===== DATA SHOWN =====

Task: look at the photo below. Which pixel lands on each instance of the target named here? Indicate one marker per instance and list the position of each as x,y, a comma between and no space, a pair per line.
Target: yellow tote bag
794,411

=====
===== DATA SHOWN =====

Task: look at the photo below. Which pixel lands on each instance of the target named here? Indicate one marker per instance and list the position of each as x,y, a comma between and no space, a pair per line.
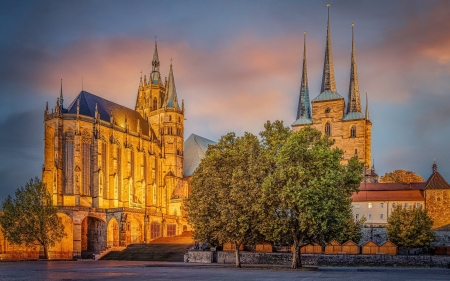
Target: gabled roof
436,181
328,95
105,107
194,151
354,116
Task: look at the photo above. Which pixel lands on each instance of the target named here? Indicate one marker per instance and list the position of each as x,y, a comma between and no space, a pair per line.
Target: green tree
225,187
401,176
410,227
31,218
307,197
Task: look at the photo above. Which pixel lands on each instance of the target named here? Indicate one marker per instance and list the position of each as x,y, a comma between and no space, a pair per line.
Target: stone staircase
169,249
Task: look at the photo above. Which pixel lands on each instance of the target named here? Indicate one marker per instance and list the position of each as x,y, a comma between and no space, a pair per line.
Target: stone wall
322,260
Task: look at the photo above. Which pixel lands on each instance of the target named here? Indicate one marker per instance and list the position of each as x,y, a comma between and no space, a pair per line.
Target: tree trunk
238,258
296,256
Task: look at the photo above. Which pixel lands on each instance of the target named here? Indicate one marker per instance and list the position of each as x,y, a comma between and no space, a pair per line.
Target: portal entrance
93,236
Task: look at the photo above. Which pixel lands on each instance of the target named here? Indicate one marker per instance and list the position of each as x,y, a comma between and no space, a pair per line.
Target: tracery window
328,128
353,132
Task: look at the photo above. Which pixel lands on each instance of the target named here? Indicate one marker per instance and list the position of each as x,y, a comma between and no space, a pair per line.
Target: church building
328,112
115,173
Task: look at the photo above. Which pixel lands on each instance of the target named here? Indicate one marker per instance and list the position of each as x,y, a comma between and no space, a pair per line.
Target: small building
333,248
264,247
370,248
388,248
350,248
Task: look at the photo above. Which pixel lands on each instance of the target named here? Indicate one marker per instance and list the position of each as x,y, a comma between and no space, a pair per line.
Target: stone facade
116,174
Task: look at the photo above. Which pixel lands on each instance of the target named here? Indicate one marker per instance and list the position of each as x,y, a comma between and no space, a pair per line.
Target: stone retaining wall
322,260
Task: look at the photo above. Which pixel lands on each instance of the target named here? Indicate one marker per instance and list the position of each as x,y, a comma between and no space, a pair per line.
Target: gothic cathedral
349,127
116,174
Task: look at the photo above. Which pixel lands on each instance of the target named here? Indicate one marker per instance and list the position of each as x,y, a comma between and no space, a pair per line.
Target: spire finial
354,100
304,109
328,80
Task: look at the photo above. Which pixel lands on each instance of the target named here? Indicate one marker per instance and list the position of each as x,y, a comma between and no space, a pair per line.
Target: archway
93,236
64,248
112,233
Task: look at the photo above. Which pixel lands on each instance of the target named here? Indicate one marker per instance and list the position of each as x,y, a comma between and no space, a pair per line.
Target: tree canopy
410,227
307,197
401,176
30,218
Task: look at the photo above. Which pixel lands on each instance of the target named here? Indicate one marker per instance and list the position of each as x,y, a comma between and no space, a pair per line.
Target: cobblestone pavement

=====
===== DATA SHOWN =====

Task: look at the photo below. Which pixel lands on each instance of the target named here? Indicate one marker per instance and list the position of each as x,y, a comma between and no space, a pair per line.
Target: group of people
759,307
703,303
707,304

=====

**PROBLEM:** Would you print exactly and only the lines of the material above that run from the line with "Target: archway" through the line with "Target: cobblestone pavement", both included?

**RESPONSE BOX:**
Target: archway
93,236
64,248
112,233
Task: look at the photo above. Which pixel lands on each instance of the target named here? Indicate one marker per instance and list the position of each as x,y, a comma between and no space, a pair per line.
Target: tree canopy
410,227
307,197
401,176
30,218
Task: look at the photo above. Which pixel lands on each instance of the target named here? Indicate one marker per instance and list the position of each as x,y, a comma between and no space, a pair per line.
Target: cobblestone pavement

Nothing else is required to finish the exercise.